==== PAGE EXTRACT

Video store shelves are a great place to discover movies that never found their way to local theaters.
Take the wonderful "Neverwas" ($29.99, Buena Vista Home Entertainment). Although the film from Miramax studios premiered at the 2005 Toronto International Film Festival, it didn't make it any closer to Buffalo.
On the surface, the plot sounds a bit familiar: A psychiatrist takes a job at a mental hospital where his father committed suicide years earlier. But the story, written by first-time feature director Joshua Michael Stern, is a refreshingly original tale that is an adult drama but carries a sense of wonderment, imagination and plenty of heart.
As a youngster, Zach Riley was the basis for the main character in an enchanting children's book his father wrote called "Neverwas." Now an adult and dealing with demons about his father's death, Zach (played by Aaron Eckhart) meets Gabriel (Ian McKellen), a schizophrenic who swears he is the king of Neverwas, a real kingdom.
What is real, what is fantasy and what role Gabriel played in the life of Zach's father is part of the mystery that is mesmerizing to watch as it unravels.
The acting is a joy to watch. Eckhart has quietly become one of our best actors, capable of displaying a human complexity in all of his roles. Watching Nick Nolte play Zach's father in flashback makes you wish this man took on more roles. William Hurt, Alan Cumming, Jessica Lange and Brittney Murphy round out the cast.
Jeffrey Dean Morgan fans bummed about having to settle for his brief "reappearances" from the dead on the television shows "Grey's Anatomy" and "Supernatural" can watch him in the full-length feature "JAM" ($26.97, Starz Home Entertainment).
Morgan plays a divorced father traveling with his kids in this film where carloads of folks are delayed by a traffic jam on a fairly picturesque and tree-filled road. Marianne Jean-Baptiste ("Without a Trace"), Jonathan Silverman, Amanda Detmer and Tess Harper are among the other motorists whose lives intersect in comical and emotional ways.
Bonus features include deleted scenes, featurettes and commentary with director Craig Serling, cinematographer Jeff Venditti and composer Andy Kubiszewski.
Fans of the lovely cult TV show "Beauty and the Beast" get to hear a bit from stars Linda Hamilton and Ron Perlman in "Beauty and the Beast: The Second Season" ($49.99, Paramount).

========
==== ENTRIES PROVIDED

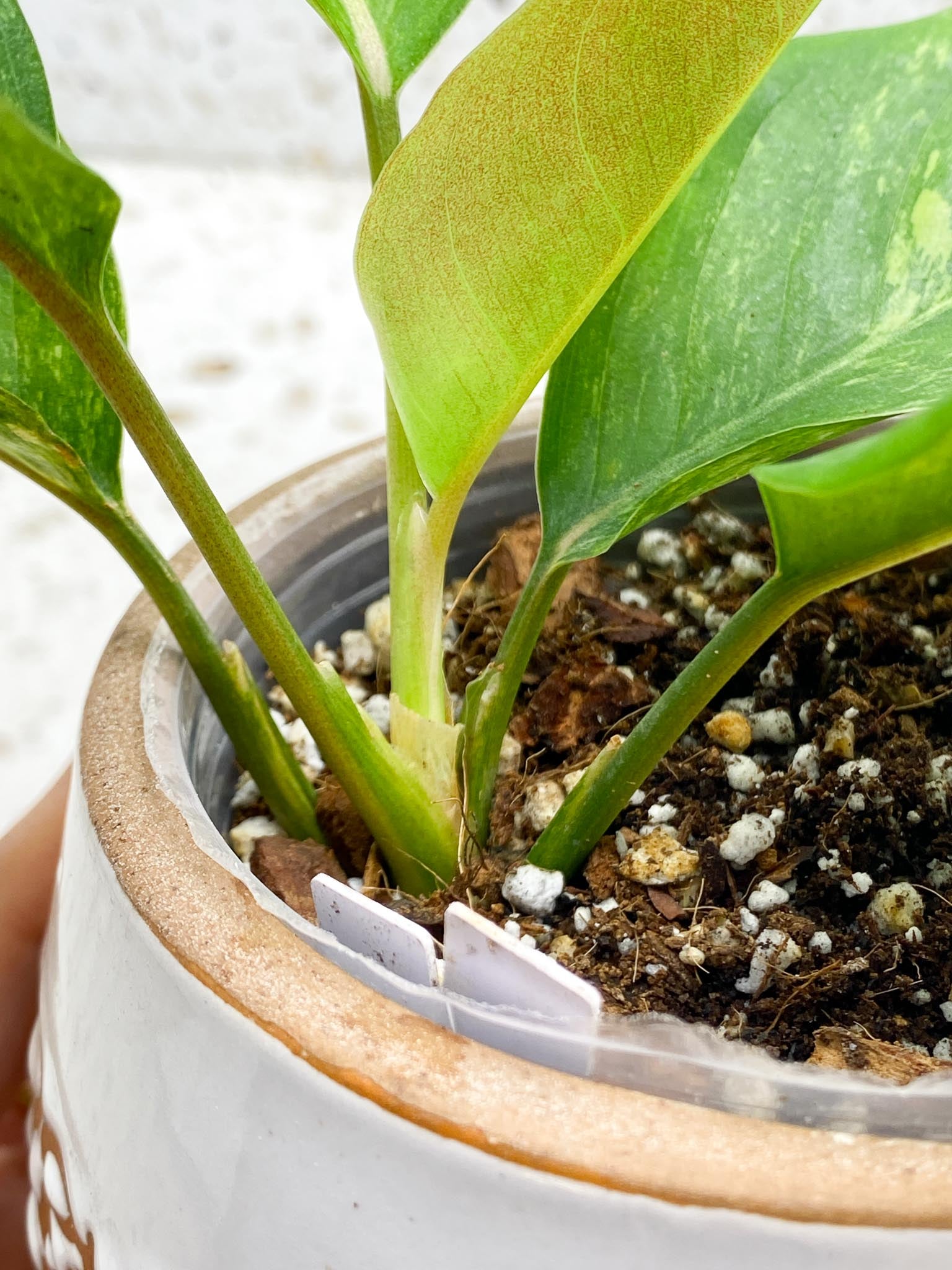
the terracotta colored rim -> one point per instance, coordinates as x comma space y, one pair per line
452, 1086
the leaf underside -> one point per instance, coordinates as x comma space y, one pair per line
539, 168
52, 414
801, 282
870, 505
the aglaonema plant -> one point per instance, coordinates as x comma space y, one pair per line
721, 260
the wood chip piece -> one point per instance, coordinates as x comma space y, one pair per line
847, 1050
286, 866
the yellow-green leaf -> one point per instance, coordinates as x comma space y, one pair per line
539, 168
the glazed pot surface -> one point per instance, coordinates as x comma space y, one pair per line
216, 1093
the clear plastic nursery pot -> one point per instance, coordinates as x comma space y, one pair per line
219, 1083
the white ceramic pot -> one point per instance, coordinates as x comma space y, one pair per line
213, 1093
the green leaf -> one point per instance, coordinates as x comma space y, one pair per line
22, 76
835, 517
30, 445
387, 40
37, 365
536, 172
867, 506
801, 282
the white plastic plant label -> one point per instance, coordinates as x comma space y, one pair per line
484, 963
375, 931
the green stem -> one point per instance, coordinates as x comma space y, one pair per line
416, 556
244, 714
490, 699
610, 783
385, 790
381, 127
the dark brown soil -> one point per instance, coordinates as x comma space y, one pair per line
863, 676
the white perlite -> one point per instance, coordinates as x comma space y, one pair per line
747, 838
749, 567
775, 950
541, 804
377, 708
860, 770
806, 763
765, 897
357, 652
774, 727
776, 675
247, 793
662, 813
662, 549
749, 923
897, 908
509, 755
940, 780
721, 528
635, 596
376, 623
571, 779
743, 774
244, 836
304, 746
857, 884
531, 889
582, 917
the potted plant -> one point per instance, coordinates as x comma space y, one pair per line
723, 254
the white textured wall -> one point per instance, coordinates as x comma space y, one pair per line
238, 275
254, 81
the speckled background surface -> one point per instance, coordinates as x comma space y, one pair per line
231, 131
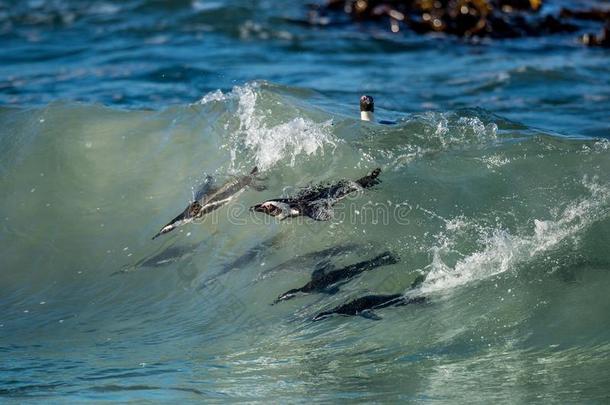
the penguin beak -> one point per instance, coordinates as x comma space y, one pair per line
269, 208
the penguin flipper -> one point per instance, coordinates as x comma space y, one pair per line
368, 314
320, 212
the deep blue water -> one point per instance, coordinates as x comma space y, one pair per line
496, 189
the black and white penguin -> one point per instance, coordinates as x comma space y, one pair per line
316, 202
367, 111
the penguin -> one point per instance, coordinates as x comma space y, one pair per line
210, 198
367, 111
328, 281
316, 202
364, 306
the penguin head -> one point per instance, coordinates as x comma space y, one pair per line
367, 103
274, 208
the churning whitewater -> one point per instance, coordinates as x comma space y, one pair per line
502, 227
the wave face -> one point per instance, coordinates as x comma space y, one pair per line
509, 225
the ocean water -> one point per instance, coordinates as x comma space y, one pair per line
495, 188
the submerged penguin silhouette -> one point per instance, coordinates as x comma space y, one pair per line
316, 202
329, 281
364, 306
210, 198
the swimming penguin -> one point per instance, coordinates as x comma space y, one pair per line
210, 198
316, 202
367, 110
323, 281
364, 306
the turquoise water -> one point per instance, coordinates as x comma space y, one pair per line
495, 188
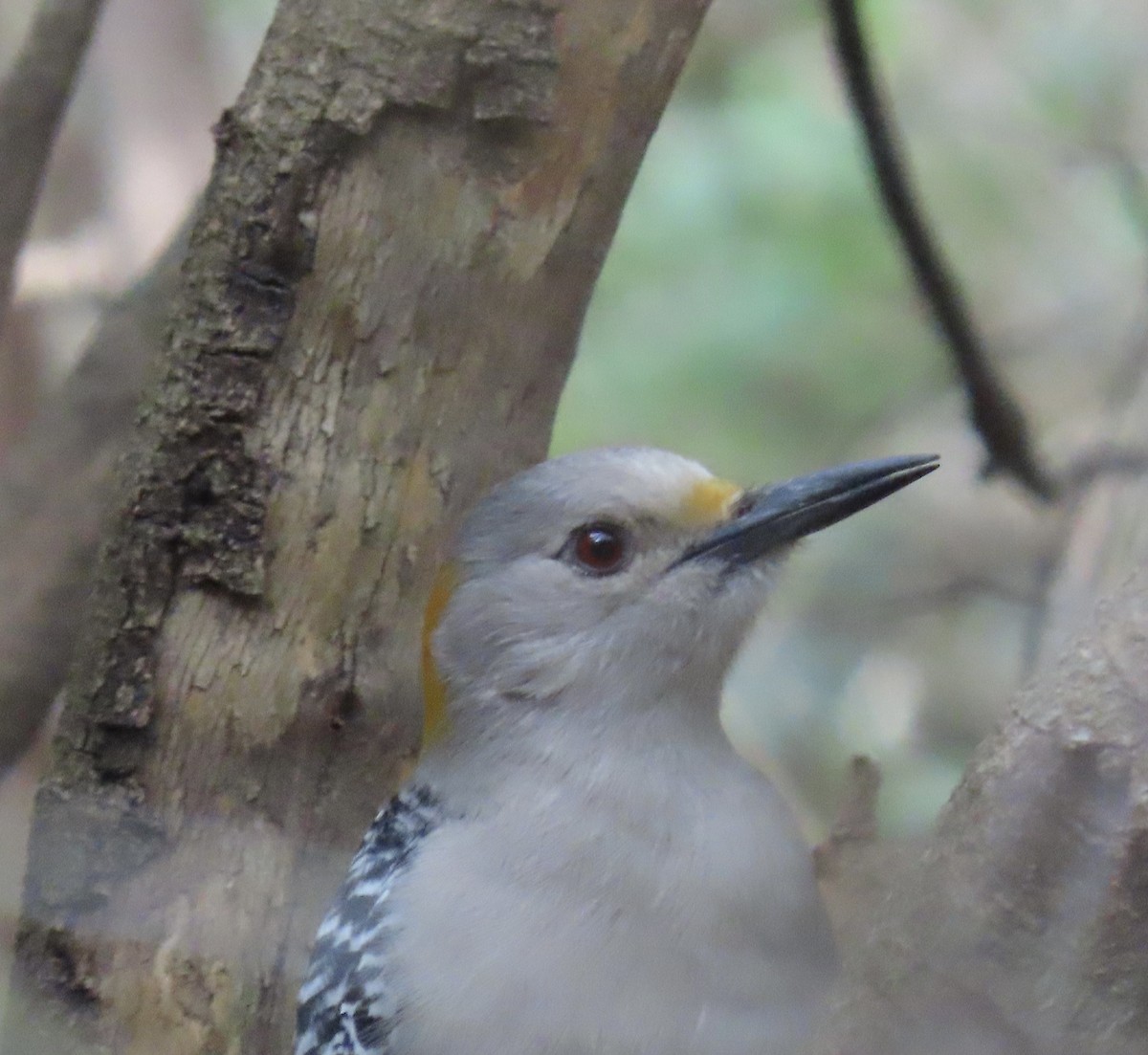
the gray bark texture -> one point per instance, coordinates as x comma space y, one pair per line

========

LIST OF TASKS -
a – For each statement about the review, answer yes or no according to whether it agrees with the text, and quote the deciding words: (i) "Neverwas" premiered at the 2005 Toronto International Film Festival; (ii) Ian McKellen plays Zach Riley; (iii) the bonus features of "JAM" include deleted scenes.
b – Translate this sentence from the review into French: "Eckhart has quietly become one of our best actors, capable of displaying a human complexity in all of his roles."
c – Print the passage of the review starting with "What is real, what" and going on through "out the cast.".
The items are separate material and have no connection to the review.

ANSWERS PER TASK -
a –
(i) Yes: "premiered at the 2005 Toronto International Film Festival"
(ii) No: "Zach (played by Aaron Eckhart)"
(iii) Yes: "Bonus features include deleted scenes, featurettes and commentary"

b – Eckhart est discrètement devenu l'un de nos meilleurs acteurs, capable de montrer une complexité humaine dans tous ses rôles.

c –
What is real, what is fantasy and what role Gabriel played in the life of Zach's father is part of the mystery that is mesmerizing to watch as it unravels.
The acting is a joy to watch. Eckhart has quietly become one of our best actors, capable of displaying a human complexity in all of his roles. Watching Nick Nolte play Zach's father in flashback makes you wish this man took on more roles. William Hurt, Alan Cumming, Jessica Lange and Brittney Murphy round out the cast.